### Written instruction 1:
In the entries below, can you output as a numbered list the lines from the one containing "point_to(query) returns one keypoint per instance of the granite" to the one containing "x=194, y=142", including both and leaving out blank lines?
^^^^^^^^
Taking to the Streets: The Battle over Gentrification and Culture in Washington, D.C.
Washington, D.C. came late to the American urban street mural movement. New York, Los Angeles, Chicago and Miami all embraced this very public art form earlier and with more enthusiasm than the stodgier national capital. As the city began to redevelop during the 1970s following a long period of declining real estate values, some developers commissioned established artists to spruce up underused buildings with murals usually depicting national events. In 1984, internationally acclaimed muralist Richard Hass painted a dramatic portrayal of a young Abraham Lincoln adjacent to the house in which the president died. The Department of the Interior halted the artist’s original plan to paint an accompanying mural of an older Lincoln on a building across the street, next to Ford’s Theater, the scene of President Lincoln’s assassination. Other murals followed, often commissioned by some of the city’s largest intuitions.
Unlike other cities, Washington’s street murals initially tended to be unconnected with community. Muralist G. Byron Peck began to change the pattern in the 1980s and 1990s when he covered various sites around town with street art portraying local notables and historic events. Other artists such as Aniekan Udofia began to work closely with communities to formulate images that gave proud expression to local identity.
In 2007 several artists and activists came together to form MuralsDC with the goal of replacing graffiti with artistic works to revitalize communities and teach young artists how to create street art of lasting impact. Over the past dozen years, MuralsDC has sponsored and maintained 85 murals by 50 artists in 46 neighborhoods around the community. These years paralleled the explosion of gentrification across the city and street art became a powerful reminder that D.C. had a significant life and a culture before the newcomers arrived.
^^^^^^^^
### Written instruction 2:
Using the passage on Washington's street murals above, answer these:
(a) In what year did Richard Hass paint his portrayal of a young Abraham Lincoln?
(b) In which decades did G. Byron Peck begin to change the pattern of Washington's street murals?
(c) How many murals has MuralsDC sponsored and maintained?

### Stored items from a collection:
^^^^^^^^
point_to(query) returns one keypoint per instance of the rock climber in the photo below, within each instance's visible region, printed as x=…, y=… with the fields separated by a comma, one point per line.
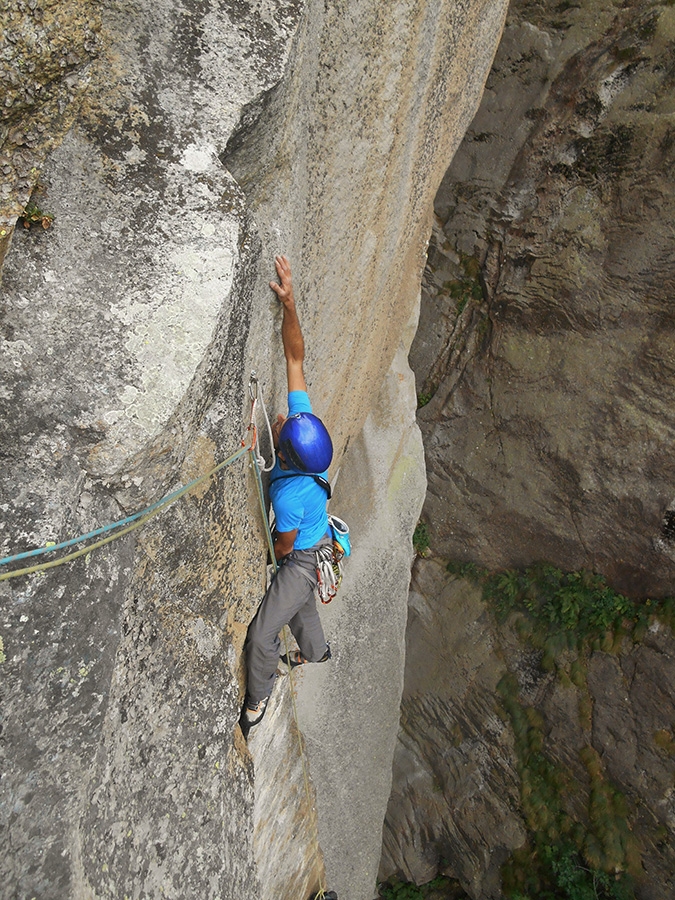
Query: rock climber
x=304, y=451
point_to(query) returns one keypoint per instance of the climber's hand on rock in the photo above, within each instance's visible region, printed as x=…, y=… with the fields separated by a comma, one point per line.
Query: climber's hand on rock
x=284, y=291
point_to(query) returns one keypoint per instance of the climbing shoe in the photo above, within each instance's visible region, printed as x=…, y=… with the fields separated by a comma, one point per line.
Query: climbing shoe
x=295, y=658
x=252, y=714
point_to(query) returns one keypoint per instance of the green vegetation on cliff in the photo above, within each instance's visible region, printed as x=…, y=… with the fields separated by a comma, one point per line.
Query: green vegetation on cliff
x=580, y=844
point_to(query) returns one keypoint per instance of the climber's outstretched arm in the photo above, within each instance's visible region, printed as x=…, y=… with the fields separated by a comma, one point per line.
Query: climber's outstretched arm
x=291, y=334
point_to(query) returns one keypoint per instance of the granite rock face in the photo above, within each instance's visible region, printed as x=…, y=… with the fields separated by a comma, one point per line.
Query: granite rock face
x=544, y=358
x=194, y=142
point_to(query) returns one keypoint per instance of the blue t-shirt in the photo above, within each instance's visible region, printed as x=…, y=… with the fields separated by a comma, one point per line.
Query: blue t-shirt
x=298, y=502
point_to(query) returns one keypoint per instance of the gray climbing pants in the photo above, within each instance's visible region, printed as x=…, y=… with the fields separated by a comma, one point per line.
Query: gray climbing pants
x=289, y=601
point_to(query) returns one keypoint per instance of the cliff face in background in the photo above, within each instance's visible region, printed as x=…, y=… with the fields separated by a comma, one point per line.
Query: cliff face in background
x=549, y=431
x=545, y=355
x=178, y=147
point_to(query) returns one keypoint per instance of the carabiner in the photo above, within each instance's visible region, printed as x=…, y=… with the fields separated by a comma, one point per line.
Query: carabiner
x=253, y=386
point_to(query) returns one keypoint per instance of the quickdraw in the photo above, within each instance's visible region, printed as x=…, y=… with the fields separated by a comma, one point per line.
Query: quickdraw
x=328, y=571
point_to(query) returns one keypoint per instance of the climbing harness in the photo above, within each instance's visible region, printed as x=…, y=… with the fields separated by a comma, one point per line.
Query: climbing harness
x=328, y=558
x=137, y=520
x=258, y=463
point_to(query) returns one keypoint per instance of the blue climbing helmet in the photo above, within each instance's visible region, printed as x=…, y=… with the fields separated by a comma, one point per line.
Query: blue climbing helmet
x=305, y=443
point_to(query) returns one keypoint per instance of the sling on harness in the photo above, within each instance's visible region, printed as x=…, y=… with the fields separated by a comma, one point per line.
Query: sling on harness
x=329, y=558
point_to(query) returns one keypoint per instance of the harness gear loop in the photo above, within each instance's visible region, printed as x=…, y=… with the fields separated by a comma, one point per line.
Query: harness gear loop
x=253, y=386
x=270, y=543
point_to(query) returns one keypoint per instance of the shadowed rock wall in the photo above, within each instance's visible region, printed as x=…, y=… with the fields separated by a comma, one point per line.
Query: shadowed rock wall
^^^^^^^^
### Worked answer 1:
1. point_to(query) returns one keypoint per instance of the granite rock face in the photo above, within each instance's visible region, printed as x=…, y=… with the fields separated by a comma, one point per line.
2. Query: granite rock face
3. x=544, y=358
4. x=194, y=142

### Worked answer 2:
(a) 1984
(b) The 1980s and 1990s
(c) 85